Data:
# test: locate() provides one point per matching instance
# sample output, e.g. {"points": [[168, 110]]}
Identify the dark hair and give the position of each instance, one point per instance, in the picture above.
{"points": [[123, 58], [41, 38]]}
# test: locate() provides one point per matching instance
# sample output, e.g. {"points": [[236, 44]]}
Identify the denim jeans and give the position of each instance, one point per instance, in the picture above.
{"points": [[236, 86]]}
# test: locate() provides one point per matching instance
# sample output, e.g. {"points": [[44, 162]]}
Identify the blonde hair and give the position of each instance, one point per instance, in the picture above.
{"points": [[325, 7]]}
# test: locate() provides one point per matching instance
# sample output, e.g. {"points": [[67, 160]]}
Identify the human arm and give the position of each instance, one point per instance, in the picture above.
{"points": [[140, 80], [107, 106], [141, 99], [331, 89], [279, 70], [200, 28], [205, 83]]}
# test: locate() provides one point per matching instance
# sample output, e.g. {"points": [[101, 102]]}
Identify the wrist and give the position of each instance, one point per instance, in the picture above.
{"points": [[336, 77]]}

How to complete this task: Output the whole listing word for word.

Response area:
# test: locate() provides one point per matching instance
# sample output, e.g. {"points": [[168, 110]]}
Identify the dark hair and give the position of each instance, one point per instance, in the picture above.
{"points": [[123, 58], [41, 38]]}
# test: locate() provides one point per matching instance
# sample output, e.g. {"points": [[236, 44]]}
Identify the denim jeans and give the position of each instance, one point per instance, in the picture above.
{"points": [[236, 86]]}
# test: locate() provides one point per matching instance
# sample output, e.g. {"points": [[44, 162]]}
Identify the blonde hair and give the position of each instance, one point per instance, in the picture above.
{"points": [[325, 7]]}
# test: locate() provides one point per matching instance
# sample output, e.g. {"points": [[67, 160]]}
Identify the human arm and give the position of each instance, one point per instance, in the picture above.
{"points": [[140, 80], [107, 106], [141, 99], [331, 89], [279, 70], [200, 28], [205, 83]]}
# test: locate() provides one point per matching instance
# sample output, e.g. {"points": [[101, 102]]}
Identify the wrist and give the position of each instance, one point per instance, in the picture above.
{"points": [[336, 77]]}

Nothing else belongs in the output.